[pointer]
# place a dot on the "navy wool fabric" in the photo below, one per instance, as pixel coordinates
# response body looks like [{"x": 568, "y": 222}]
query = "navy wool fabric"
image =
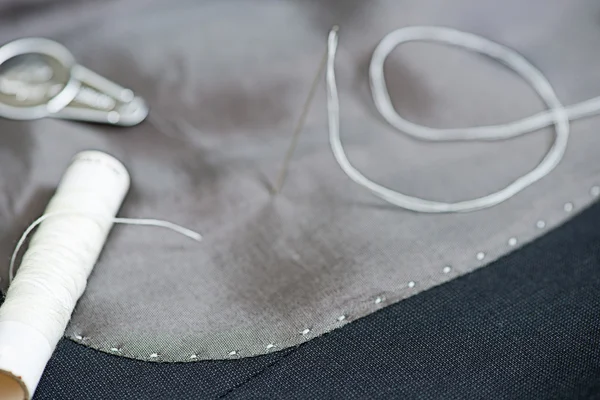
[{"x": 525, "y": 327}]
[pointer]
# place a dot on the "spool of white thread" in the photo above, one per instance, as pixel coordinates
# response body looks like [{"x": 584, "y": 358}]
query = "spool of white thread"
[{"x": 54, "y": 270}]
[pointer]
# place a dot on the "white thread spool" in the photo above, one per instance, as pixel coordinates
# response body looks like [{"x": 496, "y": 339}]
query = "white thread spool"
[{"x": 54, "y": 270}]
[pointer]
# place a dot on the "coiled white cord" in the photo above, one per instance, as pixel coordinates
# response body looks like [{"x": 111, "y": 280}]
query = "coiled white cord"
[{"x": 556, "y": 115}]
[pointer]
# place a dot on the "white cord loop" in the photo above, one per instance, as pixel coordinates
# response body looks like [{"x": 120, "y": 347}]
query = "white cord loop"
[{"x": 556, "y": 115}]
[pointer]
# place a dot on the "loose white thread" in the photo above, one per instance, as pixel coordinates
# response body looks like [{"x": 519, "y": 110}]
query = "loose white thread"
[
  {"x": 125, "y": 221},
  {"x": 61, "y": 254},
  {"x": 556, "y": 115}
]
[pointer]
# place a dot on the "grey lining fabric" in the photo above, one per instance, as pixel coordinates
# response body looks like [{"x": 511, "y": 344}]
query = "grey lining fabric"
[{"x": 226, "y": 81}]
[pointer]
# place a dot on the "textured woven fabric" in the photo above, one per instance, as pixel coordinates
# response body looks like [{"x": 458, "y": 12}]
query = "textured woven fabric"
[
  {"x": 226, "y": 81},
  {"x": 525, "y": 327}
]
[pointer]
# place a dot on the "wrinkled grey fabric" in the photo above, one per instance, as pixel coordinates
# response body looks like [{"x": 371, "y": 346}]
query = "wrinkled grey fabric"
[{"x": 226, "y": 81}]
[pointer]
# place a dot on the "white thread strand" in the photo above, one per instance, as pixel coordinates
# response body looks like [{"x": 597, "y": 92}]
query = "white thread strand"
[
  {"x": 556, "y": 114},
  {"x": 126, "y": 221}
]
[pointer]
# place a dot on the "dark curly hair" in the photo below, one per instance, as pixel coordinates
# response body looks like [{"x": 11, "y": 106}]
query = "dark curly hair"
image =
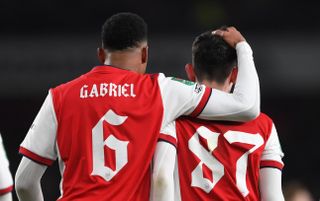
[
  {"x": 122, "y": 31},
  {"x": 212, "y": 57}
]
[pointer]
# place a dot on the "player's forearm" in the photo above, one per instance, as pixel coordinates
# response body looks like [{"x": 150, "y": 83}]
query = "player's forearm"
[
  {"x": 6, "y": 197},
  {"x": 27, "y": 181},
  {"x": 162, "y": 176},
  {"x": 270, "y": 184},
  {"x": 247, "y": 89},
  {"x": 244, "y": 103}
]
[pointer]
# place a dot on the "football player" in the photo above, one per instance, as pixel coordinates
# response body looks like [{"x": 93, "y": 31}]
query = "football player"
[
  {"x": 103, "y": 126},
  {"x": 6, "y": 181},
  {"x": 218, "y": 160}
]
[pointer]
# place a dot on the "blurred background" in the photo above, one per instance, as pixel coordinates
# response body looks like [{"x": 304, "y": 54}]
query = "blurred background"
[{"x": 46, "y": 43}]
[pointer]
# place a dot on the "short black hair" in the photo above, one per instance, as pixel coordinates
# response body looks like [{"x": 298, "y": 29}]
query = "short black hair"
[
  {"x": 212, "y": 57},
  {"x": 122, "y": 31}
]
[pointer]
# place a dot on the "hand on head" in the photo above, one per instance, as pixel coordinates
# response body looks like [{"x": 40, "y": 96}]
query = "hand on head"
[{"x": 231, "y": 35}]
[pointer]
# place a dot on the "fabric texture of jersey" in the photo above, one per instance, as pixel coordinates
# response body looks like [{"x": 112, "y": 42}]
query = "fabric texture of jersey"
[
  {"x": 103, "y": 129},
  {"x": 220, "y": 161},
  {"x": 5, "y": 175}
]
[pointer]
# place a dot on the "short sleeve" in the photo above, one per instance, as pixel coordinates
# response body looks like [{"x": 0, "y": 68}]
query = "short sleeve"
[
  {"x": 40, "y": 143},
  {"x": 6, "y": 181},
  {"x": 168, "y": 134},
  {"x": 272, "y": 154}
]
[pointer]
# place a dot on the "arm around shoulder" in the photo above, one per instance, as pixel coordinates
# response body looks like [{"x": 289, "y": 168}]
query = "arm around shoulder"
[{"x": 27, "y": 180}]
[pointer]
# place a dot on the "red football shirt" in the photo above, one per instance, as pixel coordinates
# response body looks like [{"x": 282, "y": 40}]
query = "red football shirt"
[
  {"x": 6, "y": 183},
  {"x": 103, "y": 129},
  {"x": 220, "y": 161}
]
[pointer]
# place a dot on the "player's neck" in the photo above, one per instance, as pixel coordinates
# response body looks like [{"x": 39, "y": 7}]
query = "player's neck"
[
  {"x": 215, "y": 85},
  {"x": 124, "y": 60}
]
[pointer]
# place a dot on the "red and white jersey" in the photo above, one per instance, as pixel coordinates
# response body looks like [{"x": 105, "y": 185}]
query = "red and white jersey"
[
  {"x": 5, "y": 175},
  {"x": 103, "y": 128},
  {"x": 220, "y": 161}
]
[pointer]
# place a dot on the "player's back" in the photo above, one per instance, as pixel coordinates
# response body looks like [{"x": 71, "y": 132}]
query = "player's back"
[
  {"x": 220, "y": 161},
  {"x": 107, "y": 124}
]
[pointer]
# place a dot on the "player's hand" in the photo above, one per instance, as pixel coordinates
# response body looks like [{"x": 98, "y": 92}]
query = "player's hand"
[{"x": 231, "y": 35}]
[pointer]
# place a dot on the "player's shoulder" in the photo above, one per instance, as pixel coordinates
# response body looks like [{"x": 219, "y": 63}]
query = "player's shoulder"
[
  {"x": 69, "y": 84},
  {"x": 264, "y": 118}
]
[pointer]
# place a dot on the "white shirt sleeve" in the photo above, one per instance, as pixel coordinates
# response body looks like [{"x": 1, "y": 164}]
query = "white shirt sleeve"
[
  {"x": 270, "y": 185},
  {"x": 163, "y": 184},
  {"x": 182, "y": 97},
  {"x": 6, "y": 181},
  {"x": 27, "y": 180},
  {"x": 39, "y": 144},
  {"x": 272, "y": 154},
  {"x": 164, "y": 160}
]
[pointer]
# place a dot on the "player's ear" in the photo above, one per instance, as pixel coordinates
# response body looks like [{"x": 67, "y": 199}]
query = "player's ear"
[
  {"x": 144, "y": 55},
  {"x": 101, "y": 55},
  {"x": 190, "y": 72}
]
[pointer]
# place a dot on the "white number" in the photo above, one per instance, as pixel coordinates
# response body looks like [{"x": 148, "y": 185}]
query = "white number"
[
  {"x": 120, "y": 147},
  {"x": 206, "y": 158},
  {"x": 217, "y": 168},
  {"x": 242, "y": 163}
]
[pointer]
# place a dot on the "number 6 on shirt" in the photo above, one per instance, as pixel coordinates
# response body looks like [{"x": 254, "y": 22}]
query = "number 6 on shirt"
[{"x": 120, "y": 147}]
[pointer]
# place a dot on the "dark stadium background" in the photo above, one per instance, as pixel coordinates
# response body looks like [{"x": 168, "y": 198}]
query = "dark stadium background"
[{"x": 45, "y": 43}]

- _Task goal_
The answer should be the records above, unchanged, with the pictures omitted.

- _Task answer_
[pointer]
# place a dot on the "navy wool fabric" in the photo below, one per instance, as pixel coordinates
# response body looks like [{"x": 568, "y": 222}]
query = "navy wool fabric"
image =
[{"x": 525, "y": 327}]
[pointer]
# place a dot on the "spool of white thread" in the photo above, one per instance, as pixel coordinates
# response body looks like [{"x": 584, "y": 358}]
query = "spool of white thread"
[{"x": 54, "y": 270}]
[pointer]
# place a dot on the "white thread spool" in the photo above, one per instance, as pixel coordinates
# response body looks like [{"x": 496, "y": 339}]
query = "white thread spool"
[{"x": 54, "y": 270}]
[pointer]
# place a dot on the "coiled white cord" in the photo above, one per instance, as pixel coordinates
# response body looks like [{"x": 111, "y": 280}]
query = "coiled white cord"
[{"x": 556, "y": 115}]
[pointer]
# place a dot on the "white cord loop" in the photo above, one per instance, as pixel coordinates
# response body looks like [{"x": 120, "y": 347}]
query = "white cord loop"
[{"x": 556, "y": 115}]
[pointer]
# place a dot on the "loose white thread" in the photo above, one per instance, as pixel coordinates
# response body looks like [{"x": 519, "y": 110}]
query = "loose white thread"
[
  {"x": 125, "y": 221},
  {"x": 61, "y": 254},
  {"x": 556, "y": 115}
]
[pointer]
# place a dot on the "grey lining fabric" in the photo above, one per instance, as pixel coordinates
# response body looks like [{"x": 511, "y": 344}]
query = "grey lining fabric"
[{"x": 226, "y": 81}]
[pointer]
# place a dot on the "textured woven fabric" in the photo above, one per instance, as pixel coordinates
# response body looks like [{"x": 458, "y": 12}]
query = "textured woven fabric"
[
  {"x": 226, "y": 81},
  {"x": 525, "y": 327}
]
[pointer]
# place a dot on the "wrinkled grey fabric" in the photo above, one per instance, as pixel coordinates
# response body looks like [{"x": 371, "y": 346}]
query = "wrinkled grey fabric"
[{"x": 226, "y": 81}]
[pointer]
# place a dot on the "white thread strand" in the photo above, one per instance, as pixel coordinates
# response body looks like [{"x": 597, "y": 92}]
query = "white thread strand"
[
  {"x": 556, "y": 114},
  {"x": 126, "y": 221}
]
[pointer]
# place a dot on the "dark curly hair" in the photo below, one per instance, as pixel coordinates
# response body looks like [{"x": 11, "y": 106}]
query = "dark curly hair"
image =
[
  {"x": 122, "y": 31},
  {"x": 212, "y": 57}
]
[pointer]
# place a dot on the "player's forearm" in the photo above, one per instance, as pixel coordinates
# response body looks like [{"x": 150, "y": 83}]
query = "player's forearm"
[
  {"x": 6, "y": 197},
  {"x": 27, "y": 181},
  {"x": 162, "y": 176},
  {"x": 270, "y": 184},
  {"x": 247, "y": 89},
  {"x": 244, "y": 103}
]
[pointer]
# place a dot on the "football player" in the photo above, one per instance, as pixel coordinates
# response body looks like [{"x": 93, "y": 31}]
query = "football player"
[
  {"x": 103, "y": 126},
  {"x": 6, "y": 181},
  {"x": 218, "y": 160}
]
[pointer]
# place a dot on the "blurred background" in the photo above, one per instance, as pixel coordinates
# response body looks like [{"x": 304, "y": 54}]
query = "blurred background"
[{"x": 46, "y": 43}]
[pointer]
# place a dot on the "short black hair" in the photo above, one per instance, as pixel coordinates
# response body looks like [{"x": 298, "y": 29}]
query = "short black hair"
[
  {"x": 212, "y": 57},
  {"x": 122, "y": 31}
]
[pointer]
# place a dot on the "hand on head" in the photo above, one per instance, as pixel coordinates
# response body looks like [{"x": 40, "y": 96}]
query = "hand on head"
[{"x": 231, "y": 35}]
[pointer]
# place a dot on the "fabric texture of jersey" in the photo above, one per instance, as pixel coordinates
# response body looks like [{"x": 112, "y": 42}]
query = "fabric texture of jersey"
[
  {"x": 103, "y": 129},
  {"x": 220, "y": 161},
  {"x": 5, "y": 175}
]
[pointer]
# place a dot on the "short sleeve" in the photo above, one per instance, as pixel coordinates
# response body looks like [{"x": 0, "y": 68}]
query = "short sleeve"
[
  {"x": 40, "y": 143},
  {"x": 6, "y": 181},
  {"x": 168, "y": 134},
  {"x": 272, "y": 154}
]
[pointer]
# place a dot on the "arm around shoulder" in the photo above, one per instance, as pixel coordinates
# response body looks like [{"x": 289, "y": 168}]
query = "arm around shoulder"
[{"x": 27, "y": 180}]
[pointer]
# place a dot on the "red football shirt" in the photo above, one per instance, as pixel coordinates
# response body looks like [{"x": 282, "y": 40}]
query = "red football shirt"
[
  {"x": 6, "y": 183},
  {"x": 103, "y": 129},
  {"x": 220, "y": 161}
]
[pointer]
# place a dot on the "player's neck" in the photo above, one per instance, as pixel coordinates
# response body looks like [{"x": 39, "y": 7}]
query = "player's neck"
[
  {"x": 215, "y": 85},
  {"x": 124, "y": 60}
]
[pointer]
# place a dot on the "red and white jersey" in the photo above, one per instance, as pixel coordinates
# response body looks like [{"x": 105, "y": 185}]
query = "red and white jersey"
[
  {"x": 5, "y": 175},
  {"x": 103, "y": 128},
  {"x": 220, "y": 161}
]
[pointer]
# place a dot on the "player's back" in the photo above, one per instance, as pixel coordinates
# response body looks like [{"x": 71, "y": 132}]
query = "player's back"
[
  {"x": 220, "y": 161},
  {"x": 107, "y": 124}
]
[pointer]
# place a dot on the "player's hand" in the photo above, one per instance, as pixel coordinates
# response body looks like [{"x": 98, "y": 92}]
query = "player's hand"
[{"x": 231, "y": 35}]
[pointer]
# place a dot on the "player's shoulder" in the photo above, one per instance, as pixel coordinates
# response body looks like [{"x": 219, "y": 63}]
query = "player's shoulder"
[
  {"x": 69, "y": 84},
  {"x": 264, "y": 118}
]
[pointer]
# place a dot on the "white shirt sleeve" in the photo above, one per instance, as pixel coordinates
# response body looks like [{"x": 1, "y": 164}]
query = "white shirt sleeve"
[
  {"x": 270, "y": 185},
  {"x": 163, "y": 184},
  {"x": 182, "y": 97},
  {"x": 6, "y": 181},
  {"x": 27, "y": 180},
  {"x": 39, "y": 144},
  {"x": 272, "y": 154},
  {"x": 164, "y": 160}
]
[pointer]
# place a dot on the "player's ear" in the photo above, one per instance, as pixel coordinates
# response body looks like [{"x": 67, "y": 199}]
query = "player's ear"
[
  {"x": 144, "y": 55},
  {"x": 101, "y": 55},
  {"x": 190, "y": 72}
]
[pointer]
# place a dot on the "white number" in the photo above, one per instance, as pixel coordinates
# response body looks like [{"x": 148, "y": 185}]
query = "white number"
[
  {"x": 120, "y": 147},
  {"x": 206, "y": 158},
  {"x": 217, "y": 168},
  {"x": 242, "y": 163}
]
[pointer]
# place a dot on the "number 6 on shirt" in the photo above, one per instance, as pixel coordinates
# response body looks like [{"x": 254, "y": 22}]
query = "number 6 on shirt"
[{"x": 120, "y": 147}]
[pointer]
# place a dot on the "dark stadium background" in the photo above, one per instance, as pixel coordinates
# response body looks like [{"x": 168, "y": 198}]
query = "dark stadium background"
[{"x": 45, "y": 43}]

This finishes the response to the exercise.